**Exercise goal:**
Scan the records for "below". Report each line that includes it.

[[ Dataset, beginning ]]

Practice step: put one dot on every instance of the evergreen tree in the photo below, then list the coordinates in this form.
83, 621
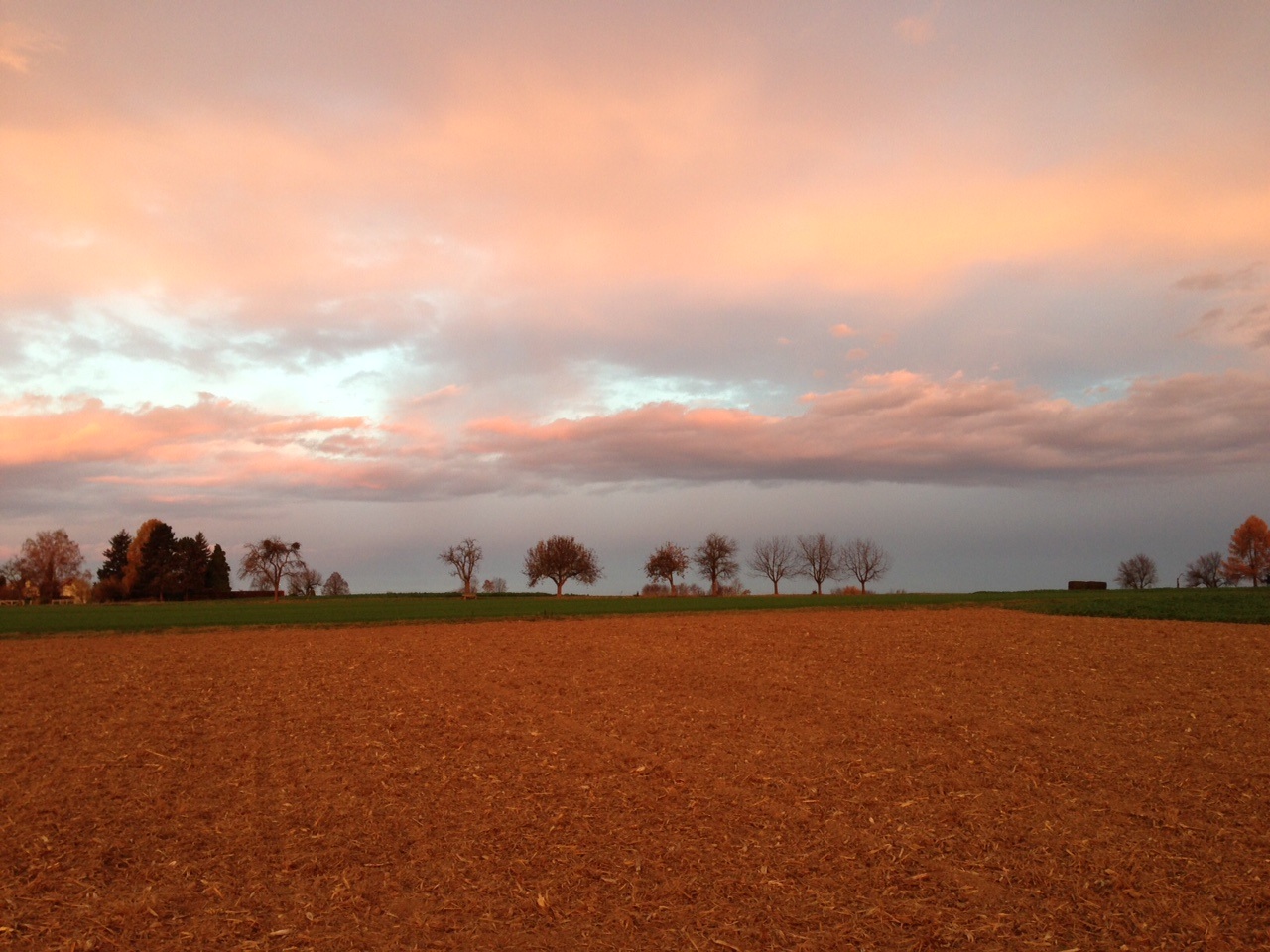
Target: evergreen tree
193, 557
217, 578
159, 566
116, 557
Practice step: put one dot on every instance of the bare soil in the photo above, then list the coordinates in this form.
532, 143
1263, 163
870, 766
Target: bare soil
813, 779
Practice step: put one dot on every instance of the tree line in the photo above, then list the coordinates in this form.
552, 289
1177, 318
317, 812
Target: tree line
1247, 557
562, 558
155, 563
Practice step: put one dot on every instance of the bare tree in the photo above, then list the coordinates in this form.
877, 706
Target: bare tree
307, 583
462, 561
268, 562
666, 562
48, 563
821, 557
774, 558
716, 560
335, 585
1137, 572
1206, 570
561, 558
865, 560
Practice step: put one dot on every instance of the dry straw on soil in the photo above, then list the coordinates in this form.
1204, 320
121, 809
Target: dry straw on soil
798, 779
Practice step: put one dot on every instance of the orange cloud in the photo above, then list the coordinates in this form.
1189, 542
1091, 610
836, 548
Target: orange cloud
906, 426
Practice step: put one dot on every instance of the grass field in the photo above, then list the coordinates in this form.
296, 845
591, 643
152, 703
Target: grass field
1246, 606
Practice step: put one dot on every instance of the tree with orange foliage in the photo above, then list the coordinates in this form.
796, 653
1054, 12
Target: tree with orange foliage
1250, 552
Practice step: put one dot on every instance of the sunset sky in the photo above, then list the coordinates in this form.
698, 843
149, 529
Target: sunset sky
988, 282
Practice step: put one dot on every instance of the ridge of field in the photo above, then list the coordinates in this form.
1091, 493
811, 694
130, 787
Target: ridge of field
812, 779
1243, 606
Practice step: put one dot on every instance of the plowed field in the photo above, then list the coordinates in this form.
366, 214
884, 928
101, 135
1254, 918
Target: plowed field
965, 778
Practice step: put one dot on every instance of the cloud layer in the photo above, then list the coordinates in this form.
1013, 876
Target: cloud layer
435, 252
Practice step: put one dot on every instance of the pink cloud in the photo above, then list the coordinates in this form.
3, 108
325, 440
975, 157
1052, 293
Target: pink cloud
919, 31
907, 426
39, 430
19, 44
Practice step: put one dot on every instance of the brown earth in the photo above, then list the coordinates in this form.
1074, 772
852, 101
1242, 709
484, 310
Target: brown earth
790, 779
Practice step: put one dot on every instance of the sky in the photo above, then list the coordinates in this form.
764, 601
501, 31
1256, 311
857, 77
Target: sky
987, 282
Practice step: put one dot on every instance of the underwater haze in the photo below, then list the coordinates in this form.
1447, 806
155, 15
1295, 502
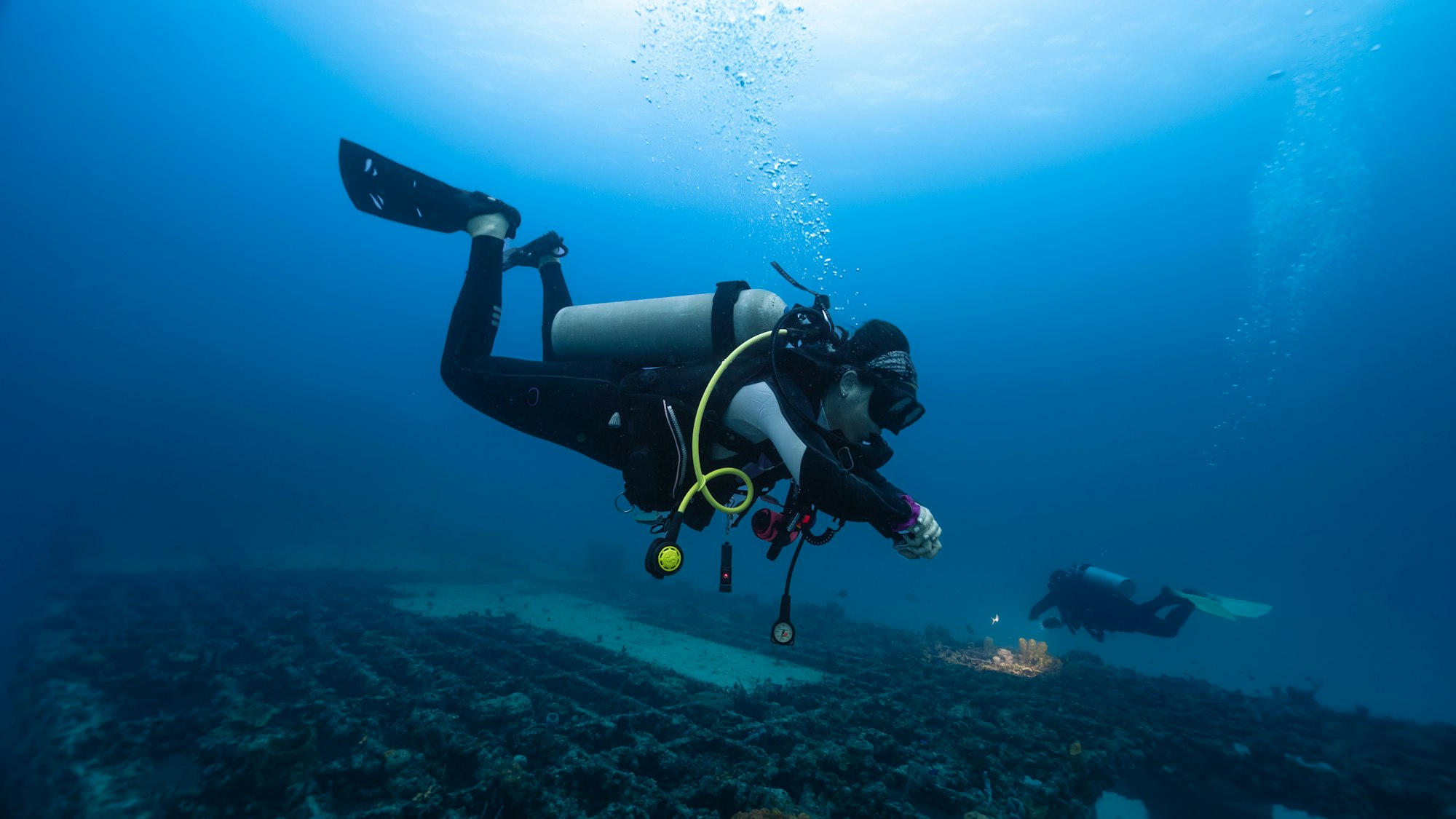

[[ Dataset, end ]]

**Solution for this problem:**
Practice step: put one dot on every instance of the evergreen tree in the photo below, then list the coordinates in this form.
Practice step: put one dot on every instance of the underwater haze in the photo below, then list the coordinates in this form.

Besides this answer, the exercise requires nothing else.